All drains lead to the ocean

Header image for Interrobang article CREDIT: CANDIS BROSS
The chemicals humans manufacture for pharmaceuticals and pesticides all end up in the water supply and can have devastating affects on the ecosystem.

So long and thanks for all the fish.

Our society loves its conveniences. Soaps to make us smell nice, antibiotics to cure our every illness and a tiny pill to prevent one of the more expensive results of sex.

However, our heavy reliance on chemicals is having strange and unintended side effects on our ecosystem.

It’s easy to assume that once you swallow a pill that’s the end of the story, but many pharmaceuticals – especially hormones – don’t break down in our bodies. Instead, they end up in our toilets to be flushed back into the world, entering our rivers and lakes and even being recycled back into our own drinking water.

Luckily for us humans, we’re comparatively large organisms and it would take drinking far more than the recommended eight cups of water for the traces of birth control, antidepressants and other medicines in our water to affect us.

Unfortunately for many species of fish and other aquatic animals, they not only drink but also breathe the pharmacological soup we’re slowly turning our waterways into.

Action item »
Copy out the entire article on chemicals in our waterways word for word. Rely only on the article above.

Records provided »
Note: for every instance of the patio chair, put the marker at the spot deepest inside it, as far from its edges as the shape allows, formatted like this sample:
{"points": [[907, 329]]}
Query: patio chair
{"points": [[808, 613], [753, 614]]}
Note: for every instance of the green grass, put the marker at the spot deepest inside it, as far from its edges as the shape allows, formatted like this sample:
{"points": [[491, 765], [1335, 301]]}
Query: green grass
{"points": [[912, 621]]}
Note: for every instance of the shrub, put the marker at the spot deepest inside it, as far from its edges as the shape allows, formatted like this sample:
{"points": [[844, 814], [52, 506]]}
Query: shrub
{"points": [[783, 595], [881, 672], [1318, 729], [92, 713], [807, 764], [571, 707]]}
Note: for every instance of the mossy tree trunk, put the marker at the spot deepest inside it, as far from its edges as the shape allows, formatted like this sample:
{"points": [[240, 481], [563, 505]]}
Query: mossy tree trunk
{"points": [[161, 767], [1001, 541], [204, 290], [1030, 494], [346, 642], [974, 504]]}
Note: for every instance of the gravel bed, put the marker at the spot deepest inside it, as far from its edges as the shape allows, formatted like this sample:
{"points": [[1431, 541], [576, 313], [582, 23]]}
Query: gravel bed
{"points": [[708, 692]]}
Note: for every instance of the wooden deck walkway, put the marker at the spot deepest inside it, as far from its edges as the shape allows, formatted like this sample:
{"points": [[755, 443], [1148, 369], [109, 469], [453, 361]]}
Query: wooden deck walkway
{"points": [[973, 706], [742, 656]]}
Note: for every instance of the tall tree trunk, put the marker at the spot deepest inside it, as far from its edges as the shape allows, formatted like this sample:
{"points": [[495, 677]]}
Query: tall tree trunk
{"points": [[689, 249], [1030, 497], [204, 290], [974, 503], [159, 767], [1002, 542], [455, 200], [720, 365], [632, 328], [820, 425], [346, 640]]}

Answer box »
All drains lead to the ocean

Header image for Interrobang article CREDIT: CANDIS BROSS
The chemicals humans manufacture for pharmaceuticals and pesticides all end up in the water supply and can have devastating affects on the ecosystem.

So long and thanks for all the fish.

Our society loves its conveniences. Soaps to make us smell nice, antibiotics to cure our every illness and a tiny pill to prevent one of the more expensive results of sex.

However, our heavy reliance on chemicals is having strange and unintended side effects on our ecosystem.

It’s easy to assume that once you swallow a pill that’s the end of the story, but many pharmaceuticals – especially hormones – don’t break down in our bodies. Instead, they end up in our toilets to be flushed back into the world, entering our rivers and lakes and even being recycled back into our own drinking water.

Luckily for us humans, we’re comparatively large organisms and it would take drinking far more than the recommended eight cups of water for the traces of birth control, antidepressants and other medicines in our water to affect us.

Unfortunately for many species of fish and other aquatic animals, they not only drink but also breathe the pharmacological soup we’re slowly turning our waterways into.